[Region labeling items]
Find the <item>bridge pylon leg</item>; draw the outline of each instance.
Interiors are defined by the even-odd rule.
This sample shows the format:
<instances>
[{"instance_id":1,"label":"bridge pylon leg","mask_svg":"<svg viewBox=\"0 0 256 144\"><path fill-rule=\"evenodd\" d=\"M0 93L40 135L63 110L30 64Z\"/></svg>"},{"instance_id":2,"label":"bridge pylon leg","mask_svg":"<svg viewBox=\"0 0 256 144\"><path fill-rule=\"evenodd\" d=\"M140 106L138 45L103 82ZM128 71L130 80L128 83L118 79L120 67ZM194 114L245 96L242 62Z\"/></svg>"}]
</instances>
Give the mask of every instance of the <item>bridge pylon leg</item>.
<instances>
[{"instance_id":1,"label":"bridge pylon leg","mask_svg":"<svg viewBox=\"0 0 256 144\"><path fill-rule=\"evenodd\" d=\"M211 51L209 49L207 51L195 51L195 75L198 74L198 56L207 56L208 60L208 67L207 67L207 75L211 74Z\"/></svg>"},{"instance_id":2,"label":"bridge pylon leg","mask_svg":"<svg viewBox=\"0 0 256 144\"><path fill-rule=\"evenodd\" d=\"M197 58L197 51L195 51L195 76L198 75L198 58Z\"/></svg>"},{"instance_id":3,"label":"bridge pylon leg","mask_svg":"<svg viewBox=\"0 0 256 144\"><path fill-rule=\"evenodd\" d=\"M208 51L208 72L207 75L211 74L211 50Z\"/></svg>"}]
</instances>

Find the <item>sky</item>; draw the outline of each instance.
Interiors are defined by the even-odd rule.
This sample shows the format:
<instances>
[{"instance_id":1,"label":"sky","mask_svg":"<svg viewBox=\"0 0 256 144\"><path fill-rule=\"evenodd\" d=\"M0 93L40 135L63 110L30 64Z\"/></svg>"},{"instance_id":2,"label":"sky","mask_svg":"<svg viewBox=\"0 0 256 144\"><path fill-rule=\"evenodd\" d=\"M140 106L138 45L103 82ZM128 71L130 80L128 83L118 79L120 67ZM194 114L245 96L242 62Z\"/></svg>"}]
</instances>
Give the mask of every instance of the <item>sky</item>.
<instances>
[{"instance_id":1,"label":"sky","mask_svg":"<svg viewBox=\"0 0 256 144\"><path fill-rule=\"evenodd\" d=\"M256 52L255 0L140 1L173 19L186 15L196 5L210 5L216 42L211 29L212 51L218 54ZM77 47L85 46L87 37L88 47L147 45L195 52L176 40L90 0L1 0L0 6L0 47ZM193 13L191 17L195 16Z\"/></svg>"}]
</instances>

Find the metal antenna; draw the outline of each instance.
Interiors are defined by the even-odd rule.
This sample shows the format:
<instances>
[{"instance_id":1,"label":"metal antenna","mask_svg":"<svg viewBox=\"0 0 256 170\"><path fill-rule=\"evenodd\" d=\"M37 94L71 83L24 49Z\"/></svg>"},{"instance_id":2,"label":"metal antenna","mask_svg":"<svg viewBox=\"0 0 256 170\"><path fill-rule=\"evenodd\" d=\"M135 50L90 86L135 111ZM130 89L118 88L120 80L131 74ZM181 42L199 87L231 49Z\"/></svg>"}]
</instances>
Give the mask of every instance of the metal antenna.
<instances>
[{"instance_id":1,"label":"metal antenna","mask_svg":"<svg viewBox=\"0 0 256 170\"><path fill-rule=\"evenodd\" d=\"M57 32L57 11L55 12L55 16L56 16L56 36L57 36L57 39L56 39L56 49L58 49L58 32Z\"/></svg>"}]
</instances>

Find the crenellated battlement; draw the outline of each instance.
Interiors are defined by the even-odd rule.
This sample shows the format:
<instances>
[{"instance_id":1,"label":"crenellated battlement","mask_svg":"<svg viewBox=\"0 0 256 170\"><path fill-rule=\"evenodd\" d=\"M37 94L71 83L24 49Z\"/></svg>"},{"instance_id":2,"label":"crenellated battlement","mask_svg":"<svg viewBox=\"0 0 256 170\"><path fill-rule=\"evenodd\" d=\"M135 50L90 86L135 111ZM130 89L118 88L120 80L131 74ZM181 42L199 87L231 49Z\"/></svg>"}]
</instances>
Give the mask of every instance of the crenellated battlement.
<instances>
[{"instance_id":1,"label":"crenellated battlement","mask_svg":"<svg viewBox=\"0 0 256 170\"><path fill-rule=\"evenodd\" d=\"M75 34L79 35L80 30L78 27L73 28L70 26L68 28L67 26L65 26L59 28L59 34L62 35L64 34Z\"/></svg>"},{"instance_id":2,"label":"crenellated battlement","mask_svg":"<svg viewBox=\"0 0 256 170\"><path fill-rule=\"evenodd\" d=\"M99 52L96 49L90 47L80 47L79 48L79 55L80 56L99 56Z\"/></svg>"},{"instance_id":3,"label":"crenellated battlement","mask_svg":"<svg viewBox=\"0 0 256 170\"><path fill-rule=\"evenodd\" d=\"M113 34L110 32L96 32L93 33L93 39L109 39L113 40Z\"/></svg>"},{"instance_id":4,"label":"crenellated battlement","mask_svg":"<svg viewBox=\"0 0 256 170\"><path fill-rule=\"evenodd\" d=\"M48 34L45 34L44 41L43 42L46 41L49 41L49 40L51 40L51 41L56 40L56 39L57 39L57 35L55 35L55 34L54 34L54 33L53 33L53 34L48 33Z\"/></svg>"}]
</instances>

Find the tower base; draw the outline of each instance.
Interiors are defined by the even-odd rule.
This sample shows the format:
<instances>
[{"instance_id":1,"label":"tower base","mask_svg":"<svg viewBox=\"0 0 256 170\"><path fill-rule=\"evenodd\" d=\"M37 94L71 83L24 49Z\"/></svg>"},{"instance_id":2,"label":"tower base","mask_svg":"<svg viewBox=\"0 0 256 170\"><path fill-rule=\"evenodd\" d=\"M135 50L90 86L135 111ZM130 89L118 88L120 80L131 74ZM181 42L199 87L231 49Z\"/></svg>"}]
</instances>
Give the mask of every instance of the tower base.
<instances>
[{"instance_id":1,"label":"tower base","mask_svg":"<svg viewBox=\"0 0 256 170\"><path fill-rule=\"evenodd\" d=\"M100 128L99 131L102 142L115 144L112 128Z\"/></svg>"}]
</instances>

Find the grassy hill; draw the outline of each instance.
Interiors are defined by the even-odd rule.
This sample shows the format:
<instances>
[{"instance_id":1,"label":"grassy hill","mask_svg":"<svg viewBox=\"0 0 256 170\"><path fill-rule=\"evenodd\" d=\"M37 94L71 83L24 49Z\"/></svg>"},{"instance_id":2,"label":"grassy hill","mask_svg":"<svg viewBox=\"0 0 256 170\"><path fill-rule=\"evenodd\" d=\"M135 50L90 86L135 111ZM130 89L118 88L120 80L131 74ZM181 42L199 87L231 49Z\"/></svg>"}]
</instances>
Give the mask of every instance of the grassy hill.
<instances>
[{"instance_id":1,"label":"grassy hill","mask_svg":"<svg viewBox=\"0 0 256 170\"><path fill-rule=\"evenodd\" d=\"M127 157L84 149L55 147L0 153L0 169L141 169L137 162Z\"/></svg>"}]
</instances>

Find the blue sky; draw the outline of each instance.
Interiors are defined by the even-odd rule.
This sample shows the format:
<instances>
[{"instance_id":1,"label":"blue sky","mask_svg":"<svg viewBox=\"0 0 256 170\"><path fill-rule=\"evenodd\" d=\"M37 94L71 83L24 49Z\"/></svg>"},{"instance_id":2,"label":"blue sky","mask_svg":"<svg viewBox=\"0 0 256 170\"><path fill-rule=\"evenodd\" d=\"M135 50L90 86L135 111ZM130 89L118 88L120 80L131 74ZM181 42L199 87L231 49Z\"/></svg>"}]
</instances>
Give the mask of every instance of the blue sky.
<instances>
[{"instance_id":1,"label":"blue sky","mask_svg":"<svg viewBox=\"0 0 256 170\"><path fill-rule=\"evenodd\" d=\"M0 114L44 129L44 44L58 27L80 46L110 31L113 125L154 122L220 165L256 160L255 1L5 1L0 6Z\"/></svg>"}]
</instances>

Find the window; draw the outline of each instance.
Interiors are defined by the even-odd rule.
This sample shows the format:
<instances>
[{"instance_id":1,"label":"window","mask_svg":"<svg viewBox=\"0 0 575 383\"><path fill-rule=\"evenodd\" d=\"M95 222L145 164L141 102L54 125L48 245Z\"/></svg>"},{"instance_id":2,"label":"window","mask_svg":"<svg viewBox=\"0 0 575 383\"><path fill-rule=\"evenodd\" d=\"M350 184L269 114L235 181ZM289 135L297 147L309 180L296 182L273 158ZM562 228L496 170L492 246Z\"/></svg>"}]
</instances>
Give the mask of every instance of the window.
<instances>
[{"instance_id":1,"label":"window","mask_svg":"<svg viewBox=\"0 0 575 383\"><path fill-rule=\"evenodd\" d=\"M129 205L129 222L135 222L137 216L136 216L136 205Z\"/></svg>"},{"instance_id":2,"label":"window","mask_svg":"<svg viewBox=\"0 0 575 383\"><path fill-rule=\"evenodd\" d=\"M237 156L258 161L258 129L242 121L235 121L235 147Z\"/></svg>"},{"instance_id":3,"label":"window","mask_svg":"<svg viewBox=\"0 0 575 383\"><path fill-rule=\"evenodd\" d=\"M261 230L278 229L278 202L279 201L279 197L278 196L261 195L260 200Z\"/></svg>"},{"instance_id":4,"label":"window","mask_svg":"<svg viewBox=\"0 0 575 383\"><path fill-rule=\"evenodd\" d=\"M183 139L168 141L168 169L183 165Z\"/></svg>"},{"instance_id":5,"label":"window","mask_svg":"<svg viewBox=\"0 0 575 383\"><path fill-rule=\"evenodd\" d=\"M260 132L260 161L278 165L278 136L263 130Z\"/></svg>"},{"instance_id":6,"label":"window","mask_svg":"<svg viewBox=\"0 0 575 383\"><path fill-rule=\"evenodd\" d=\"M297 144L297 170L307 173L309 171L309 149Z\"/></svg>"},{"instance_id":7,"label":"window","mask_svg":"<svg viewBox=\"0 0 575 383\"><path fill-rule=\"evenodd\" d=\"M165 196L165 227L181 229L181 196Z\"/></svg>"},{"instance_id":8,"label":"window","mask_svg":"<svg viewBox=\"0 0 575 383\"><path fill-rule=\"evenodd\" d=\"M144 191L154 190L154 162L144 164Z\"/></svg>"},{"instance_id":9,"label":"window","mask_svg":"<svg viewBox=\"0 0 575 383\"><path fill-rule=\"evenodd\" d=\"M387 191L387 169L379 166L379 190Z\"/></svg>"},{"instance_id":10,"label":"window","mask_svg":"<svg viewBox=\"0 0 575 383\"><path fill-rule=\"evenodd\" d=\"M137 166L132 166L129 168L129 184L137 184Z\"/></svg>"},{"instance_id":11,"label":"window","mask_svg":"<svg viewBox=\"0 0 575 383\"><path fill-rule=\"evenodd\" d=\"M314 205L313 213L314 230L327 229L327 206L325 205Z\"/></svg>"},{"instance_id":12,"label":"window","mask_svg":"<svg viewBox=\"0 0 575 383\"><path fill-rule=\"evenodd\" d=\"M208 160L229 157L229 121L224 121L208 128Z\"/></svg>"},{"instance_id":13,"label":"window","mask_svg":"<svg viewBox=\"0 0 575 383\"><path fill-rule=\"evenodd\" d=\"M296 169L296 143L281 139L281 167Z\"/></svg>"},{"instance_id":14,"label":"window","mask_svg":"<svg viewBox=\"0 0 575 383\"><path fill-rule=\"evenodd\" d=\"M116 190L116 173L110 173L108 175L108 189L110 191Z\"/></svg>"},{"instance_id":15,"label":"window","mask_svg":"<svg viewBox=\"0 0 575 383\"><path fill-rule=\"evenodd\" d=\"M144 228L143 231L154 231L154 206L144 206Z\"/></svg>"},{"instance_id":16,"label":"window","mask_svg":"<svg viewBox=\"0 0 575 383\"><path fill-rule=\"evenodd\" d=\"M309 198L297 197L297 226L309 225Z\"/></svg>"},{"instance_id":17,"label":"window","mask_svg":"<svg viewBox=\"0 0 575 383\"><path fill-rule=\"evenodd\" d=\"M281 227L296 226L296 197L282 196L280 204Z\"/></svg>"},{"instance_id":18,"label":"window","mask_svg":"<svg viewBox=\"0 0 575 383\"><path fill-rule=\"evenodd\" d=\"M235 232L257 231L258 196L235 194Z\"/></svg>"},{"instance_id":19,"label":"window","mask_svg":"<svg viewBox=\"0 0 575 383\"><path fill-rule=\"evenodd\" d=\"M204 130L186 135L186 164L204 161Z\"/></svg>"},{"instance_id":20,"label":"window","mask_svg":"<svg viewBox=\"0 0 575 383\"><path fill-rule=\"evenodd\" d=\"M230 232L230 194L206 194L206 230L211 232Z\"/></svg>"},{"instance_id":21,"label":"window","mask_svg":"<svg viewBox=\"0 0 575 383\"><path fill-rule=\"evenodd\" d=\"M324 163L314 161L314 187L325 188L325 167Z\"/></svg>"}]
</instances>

■ **Your objective**: Count the lines in the listing above that contain the string "every", treating uppercase and lowercase as different. Give only the number.

■ **Answer in full**: 8